**Task description:** Write out all of the data exactly as it appears.
— START OF Task inputs —
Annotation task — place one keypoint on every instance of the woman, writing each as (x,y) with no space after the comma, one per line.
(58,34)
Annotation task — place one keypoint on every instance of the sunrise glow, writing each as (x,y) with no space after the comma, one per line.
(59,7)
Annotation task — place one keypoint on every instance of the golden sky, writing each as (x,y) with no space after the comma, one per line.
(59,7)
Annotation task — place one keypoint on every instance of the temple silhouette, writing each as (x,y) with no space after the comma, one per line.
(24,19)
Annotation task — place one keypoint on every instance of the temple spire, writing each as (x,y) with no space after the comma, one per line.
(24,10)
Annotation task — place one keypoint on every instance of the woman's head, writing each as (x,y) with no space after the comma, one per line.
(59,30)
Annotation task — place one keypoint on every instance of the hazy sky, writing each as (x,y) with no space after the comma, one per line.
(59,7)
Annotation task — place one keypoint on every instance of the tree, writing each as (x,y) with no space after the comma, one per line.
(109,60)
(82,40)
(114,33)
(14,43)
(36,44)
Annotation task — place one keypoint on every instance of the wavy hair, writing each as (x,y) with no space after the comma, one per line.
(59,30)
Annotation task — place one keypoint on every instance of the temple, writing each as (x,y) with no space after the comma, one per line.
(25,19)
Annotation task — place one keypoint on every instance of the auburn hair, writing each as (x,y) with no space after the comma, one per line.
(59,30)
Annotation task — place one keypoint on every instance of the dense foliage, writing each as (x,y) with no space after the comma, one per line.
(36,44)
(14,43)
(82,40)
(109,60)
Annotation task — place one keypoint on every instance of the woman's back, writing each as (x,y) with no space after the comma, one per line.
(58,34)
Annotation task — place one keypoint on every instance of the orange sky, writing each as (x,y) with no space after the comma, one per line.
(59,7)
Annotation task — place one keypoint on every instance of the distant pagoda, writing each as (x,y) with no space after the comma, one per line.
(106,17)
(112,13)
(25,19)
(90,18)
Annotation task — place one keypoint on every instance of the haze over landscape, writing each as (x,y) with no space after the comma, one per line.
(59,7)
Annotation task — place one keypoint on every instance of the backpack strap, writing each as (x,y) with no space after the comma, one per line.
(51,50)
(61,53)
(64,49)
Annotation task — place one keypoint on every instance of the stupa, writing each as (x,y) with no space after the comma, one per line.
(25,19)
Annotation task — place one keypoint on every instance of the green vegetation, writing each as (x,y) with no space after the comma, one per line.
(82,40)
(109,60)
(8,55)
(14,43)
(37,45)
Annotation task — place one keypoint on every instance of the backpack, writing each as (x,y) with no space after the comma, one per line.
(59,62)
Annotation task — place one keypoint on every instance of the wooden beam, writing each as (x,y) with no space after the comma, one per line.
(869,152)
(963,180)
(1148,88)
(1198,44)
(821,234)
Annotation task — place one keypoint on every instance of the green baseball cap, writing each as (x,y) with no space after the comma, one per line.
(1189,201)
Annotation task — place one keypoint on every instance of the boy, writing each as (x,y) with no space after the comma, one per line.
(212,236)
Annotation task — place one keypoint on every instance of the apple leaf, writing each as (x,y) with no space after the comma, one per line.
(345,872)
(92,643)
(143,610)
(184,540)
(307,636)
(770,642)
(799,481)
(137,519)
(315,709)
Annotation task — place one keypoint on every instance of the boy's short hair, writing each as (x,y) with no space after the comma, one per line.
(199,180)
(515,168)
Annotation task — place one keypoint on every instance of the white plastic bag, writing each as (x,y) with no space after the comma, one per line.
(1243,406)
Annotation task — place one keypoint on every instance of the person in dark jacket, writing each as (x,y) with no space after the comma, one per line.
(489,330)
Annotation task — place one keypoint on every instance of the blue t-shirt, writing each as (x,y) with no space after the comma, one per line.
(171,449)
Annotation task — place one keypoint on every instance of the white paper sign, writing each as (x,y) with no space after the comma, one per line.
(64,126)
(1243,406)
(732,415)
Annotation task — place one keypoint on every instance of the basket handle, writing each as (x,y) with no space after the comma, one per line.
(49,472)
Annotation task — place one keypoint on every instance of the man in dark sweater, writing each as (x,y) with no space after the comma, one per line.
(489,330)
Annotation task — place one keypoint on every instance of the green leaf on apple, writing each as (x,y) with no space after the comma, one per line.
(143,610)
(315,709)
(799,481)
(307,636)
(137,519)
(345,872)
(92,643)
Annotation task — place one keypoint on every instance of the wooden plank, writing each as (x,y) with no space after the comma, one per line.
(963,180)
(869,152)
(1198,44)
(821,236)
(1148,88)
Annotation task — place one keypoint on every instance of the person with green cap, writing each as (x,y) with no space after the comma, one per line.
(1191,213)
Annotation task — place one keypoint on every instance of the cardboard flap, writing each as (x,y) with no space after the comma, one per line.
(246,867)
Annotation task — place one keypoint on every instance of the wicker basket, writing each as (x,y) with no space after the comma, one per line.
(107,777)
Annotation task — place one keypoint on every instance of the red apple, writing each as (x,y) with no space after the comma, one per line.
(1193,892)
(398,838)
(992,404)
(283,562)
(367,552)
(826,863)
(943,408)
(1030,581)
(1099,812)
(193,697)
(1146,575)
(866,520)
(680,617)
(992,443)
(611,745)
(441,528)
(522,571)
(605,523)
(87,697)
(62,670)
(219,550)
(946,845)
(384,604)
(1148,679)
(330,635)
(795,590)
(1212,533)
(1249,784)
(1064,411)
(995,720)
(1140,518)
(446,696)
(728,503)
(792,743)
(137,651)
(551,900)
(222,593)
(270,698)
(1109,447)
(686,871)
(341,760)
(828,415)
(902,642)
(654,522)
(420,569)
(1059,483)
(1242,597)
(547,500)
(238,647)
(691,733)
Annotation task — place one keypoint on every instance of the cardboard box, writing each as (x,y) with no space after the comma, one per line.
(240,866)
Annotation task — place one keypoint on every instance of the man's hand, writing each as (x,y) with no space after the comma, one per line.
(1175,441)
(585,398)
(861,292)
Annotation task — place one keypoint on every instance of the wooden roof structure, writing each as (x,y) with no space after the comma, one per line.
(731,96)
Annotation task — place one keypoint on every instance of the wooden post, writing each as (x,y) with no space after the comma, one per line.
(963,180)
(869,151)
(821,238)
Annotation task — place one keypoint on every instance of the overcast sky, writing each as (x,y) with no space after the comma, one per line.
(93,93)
— END OF Task inputs —
**Solution below:**
Annotation task — place one keypoint on every instance of the woman, writing each as (x,y) with no space after the comma, one per line.
(58,34)
Annotation task — place one keypoint on every instance of the sunrise glow, writing each as (x,y) with no space after the comma, one per line.
(59,7)
Annotation task — place one keypoint on every instance of the golden sky, writing each as (x,y) with no space after the comma, one per line.
(59,7)
Annotation task — place one keypoint on every instance of the temple silhouette, writing each as (x,y) with no space after the comma, one per line.
(24,19)
Annotation task — place one keypoint on every instance of the temple spire, writing each as (x,y) with no space after the comma, one per line.
(24,10)
Annotation task — place one keypoint on every instance of the woman's head, writing each as (x,y) with no space after the comma, one per line.
(59,30)
Annotation task — place one keypoint on every instance of the hazy sky, writing each as (x,y) with no space after the comma, one per line.
(59,7)
Annotation task — place one keypoint on every instance of the tree, writing each as (x,y) with no space after the comma, one per line.
(109,60)
(82,40)
(114,33)
(14,43)
(36,44)
Annotation task — place one keypoint on every instance of the wavy hair, writing each as (x,y) with no space after the comma, one per line.
(59,30)
Annotation task — place one keypoint on every instance of the temple, writing each as (x,y) with no space after the comma, one per line.
(25,19)
Annotation task — place one keypoint on every instance of the auburn hair, writing each as (x,y) with no space after the comma, one per line.
(59,30)
Annotation task — place one keypoint on every instance of the dense foliage, writing each as (x,y) with no space after the comma, one per line.
(36,44)
(14,43)
(82,40)
(109,60)
Annotation task — place one keypoint on every instance of the woman's back, writing each as (x,y) with no space after the comma, one per line.
(58,34)
Annotation task — place one keypoint on every instance of the orange sky, writing each as (x,y) with no space after the comma, one per line.
(59,7)
Annotation task — place one keypoint on every instance of the distant pagoda, writing each as (x,y) with no space after the comma, one per line.
(106,17)
(112,13)
(25,19)
(90,18)
Annotation task — place one keypoint on every instance of the haze over landscape, writing each as (x,y) with no space after the comma, one per line.
(59,7)
Annotation task — place one keypoint on every instance of the backpack strap, writing each as (x,y) with no space after the comma, one per line.
(51,50)
(61,53)
(64,49)
Annotation task — place one keypoint on every instance of the stupa, writing each as (x,y) with no space after the comma, one per line.
(25,19)
Annotation task — place one keypoint on every instance of the green vegetation, writing each as (x,y) with no space after the comma, one per line.
(82,40)
(109,60)
(8,55)
(14,43)
(37,45)
Annotation task — place one keypoint on every instance of the backpack, writing each as (x,y) with no space after the comma, one per line.
(59,62)
Annotation task — place one keypoint on every instance of the wooden beam, writing each as (x,y) with no space after the comma, one per line.
(869,152)
(963,180)
(1148,88)
(1198,44)
(821,234)
Annotation task — place one keypoint on every instance of the green baseball cap, writing each as (x,y) with no space after the comma, one per line.
(1189,201)
Annotation task — place one keypoint on every instance of the boy, writing each as (x,y) with no space after the comma, one per line.
(212,236)
Annotation task — place one keypoint on every instance of the apple leaf, writing each as (x,y) with no space after the comma, one per line.
(345,872)
(92,643)
(143,610)
(184,540)
(307,636)
(770,642)
(799,481)
(137,519)
(315,709)
Annotation task — place one keypoint on every instance of the boy's short hair, writing each as (x,y) with no space after the comma, one per line.
(199,180)
(515,168)
Annotation task — place one keypoint on every instance of the white plastic bag, writing each as (x,y) with no space after the comma, one per line.
(1243,406)
Annotation task — place one keypoint on every instance of the person in dark jacket, writing each as (x,y) with no space after the comma, one per line.
(489,330)
Annotation task — place one keypoint on every instance of the blue t-shirt, writing each as (x,y) with no space after the comma, one per line.
(171,449)
Annotation task — place one keypoint on every instance of the white paper sign, writing each as (x,y) with no space after the comma, one per line.
(64,126)
(1243,406)
(732,415)
Annotation task — place one keypoint on every instance of the basket handle, writing each as (x,y) with no space after the comma, one per line.
(49,472)
Annotation task — place one keypoint on every instance of the man in dark sweater, writing each as (x,y) with no space after the comma, one per line.
(489,330)
Annotation task — place one keypoint on every instance of the green leaf on apple, writing each as (x,y) with no space after the comma, one per line.
(143,610)
(315,709)
(799,481)
(307,636)
(137,519)
(345,872)
(92,643)
Annotation task — place one keypoint on every instance of the wooden plank, writing each as (x,y) with no space after the comma, one per line.
(963,180)
(869,152)
(1198,44)
(821,236)
(1148,88)
Annotation task — place one keypoint on every instance of the person with green cap, writing each as (x,y) with no space after the comma, one per line.
(1191,213)
Annotation task — place one keypoint on every instance of the cardboard flap, writing each as (x,y) with no space after the comma, one per line.
(246,867)
Annotation task — place one keypoint on every instance of the wicker basket, writing each as (x,y) with no space after the comma, one per line.
(107,777)
Annotation task — place one keypoint on every instance of the red apple, writing each as (x,y) with no space after the comma, one per line.
(1193,892)
(398,838)
(992,404)
(283,562)
(367,552)
(826,863)
(943,408)
(1030,581)
(1099,812)
(193,697)
(1146,575)
(866,520)
(680,617)
(992,443)
(611,745)
(441,528)
(522,571)
(605,523)
(87,697)
(62,670)
(219,550)
(946,845)
(384,604)
(1148,679)
(330,635)
(795,590)
(1212,533)
(1249,784)
(1064,411)
(995,720)
(1140,518)
(446,696)
(728,503)
(792,743)
(137,651)
(551,900)
(222,593)
(270,698)
(1109,447)
(686,871)
(341,760)
(828,415)
(902,642)
(654,522)
(420,569)
(1059,483)
(1242,597)
(547,500)
(238,647)
(691,733)
Annotation task — place one keypoint on every instance of the cardboard box, writing each as (x,y) with no space after the comma, one per line.
(240,866)
Annotation task — place one keypoint on every instance of the man's hand, writing each as (x,y) with no space after the comma, one per line.
(1175,441)
(585,398)
(861,292)
Annotation task — place one keypoint on every instance of the wooden roof structure, writing each as (x,y) with no space after the comma, one per line.
(731,96)
Annotation task — place one keypoint on every instance of the wooden post, writing each as (x,y) with no space after the comma, one per line.
(963,180)
(869,151)
(821,238)
Annotation task — place one keypoint on every instance of the overcast sky, writing each as (x,y) with no space after the comma, one per line.
(93,93)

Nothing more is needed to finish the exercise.